[Request]: Copy the listing below line by line, with no changes of any kind.

(Object detection data)
>> START
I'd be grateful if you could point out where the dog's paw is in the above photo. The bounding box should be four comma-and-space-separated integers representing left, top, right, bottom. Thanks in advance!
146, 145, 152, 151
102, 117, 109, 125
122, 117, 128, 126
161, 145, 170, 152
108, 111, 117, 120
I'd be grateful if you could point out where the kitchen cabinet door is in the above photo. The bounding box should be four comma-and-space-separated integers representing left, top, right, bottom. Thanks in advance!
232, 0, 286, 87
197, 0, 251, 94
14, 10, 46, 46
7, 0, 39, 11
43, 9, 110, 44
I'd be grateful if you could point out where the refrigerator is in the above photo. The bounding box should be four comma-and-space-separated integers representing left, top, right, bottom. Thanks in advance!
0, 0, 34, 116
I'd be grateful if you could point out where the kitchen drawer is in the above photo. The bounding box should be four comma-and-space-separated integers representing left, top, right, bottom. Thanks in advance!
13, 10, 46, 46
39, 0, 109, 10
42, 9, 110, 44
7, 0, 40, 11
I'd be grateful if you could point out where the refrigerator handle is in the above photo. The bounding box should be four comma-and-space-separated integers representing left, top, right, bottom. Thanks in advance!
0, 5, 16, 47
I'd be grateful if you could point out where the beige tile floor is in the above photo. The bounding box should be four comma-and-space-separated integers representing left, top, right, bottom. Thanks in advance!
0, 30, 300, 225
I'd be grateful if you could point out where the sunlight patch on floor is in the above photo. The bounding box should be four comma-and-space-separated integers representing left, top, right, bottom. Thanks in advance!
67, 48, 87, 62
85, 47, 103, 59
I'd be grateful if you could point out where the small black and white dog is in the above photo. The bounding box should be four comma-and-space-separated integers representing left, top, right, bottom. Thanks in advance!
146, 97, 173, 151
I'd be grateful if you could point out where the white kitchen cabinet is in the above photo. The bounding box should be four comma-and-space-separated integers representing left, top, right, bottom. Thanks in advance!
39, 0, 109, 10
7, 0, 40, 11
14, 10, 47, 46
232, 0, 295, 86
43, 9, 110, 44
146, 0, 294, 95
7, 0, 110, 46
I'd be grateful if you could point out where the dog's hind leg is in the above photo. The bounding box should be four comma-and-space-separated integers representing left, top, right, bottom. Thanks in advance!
>> END
[Output below]:
I'd be grateful if you could point out where the dog's paw is in the above photo. The bounding box should be four comma-and-space-separated integers representing left, top, right, bottom. Thanks in advance!
146, 145, 152, 151
102, 117, 109, 125
122, 117, 128, 126
161, 145, 170, 152
108, 111, 117, 120
I'd be grateful if you could point out where the kitchen cabinet door is in the above photo. The bounding box should be four comma-and-space-separated integers representing left, top, right, bottom. Thanks in advance!
232, 0, 286, 87
197, 0, 251, 94
14, 10, 46, 46
7, 0, 39, 11
43, 9, 110, 44
I'd be grateful if you could point out where the refrigerator is in the above photo. The bounding box should be four comma-and-space-separated integers representing left, top, right, bottom. Thanks in advance!
0, 0, 34, 116
I'd be grateful if you could point out where the kitchen drawer is in the above photo. The bounding box should be four comma-and-space-separated integers representing left, top, right, bottom. Thanks in advance!
13, 10, 46, 46
39, 0, 109, 10
42, 9, 110, 44
7, 0, 40, 11
I'd be grateful if you could point out where the refrigerator handle is in the above photo. The bounding box should be four comma-and-space-separated integers representing left, top, right, bottom. Thanks in advance!
0, 5, 16, 47
I'd be grateful if you could point out where the beige tile floor is in the above photo. The bounding box should be four comma-and-space-separated integers representing left, top, right, bottom. Thanks in advance!
0, 30, 300, 225
I'd be grateful if you could point out where the sunlight patch on floor is in the above photo. The bounding box should be four comma-and-space-separated integers representing left, top, right, bottom. Thanks in advance!
67, 48, 87, 62
85, 47, 103, 59
I'd be grateful if you could point out where the small black and white dog is in the above photo. The bounding box should be four comma-and-space-separated integers representing left, top, right, bottom. Thanks in advance!
146, 97, 173, 151
I'd be grateful if you could point out where the white kitchen cabinet is in the above photo. The bounding box should be four comma-and-space-separated integers representing left, top, right, bottom. Thanks in advance!
39, 0, 109, 10
7, 0, 40, 11
14, 10, 47, 46
232, 0, 295, 86
43, 9, 110, 44
146, 0, 294, 95
7, 0, 110, 46
I'd be grateful if you could point out where the dog's hind leg is in the above photo. The bounding box should be four comma-and-space-separated integers representing left, top, right, bottom. Thanks in advance!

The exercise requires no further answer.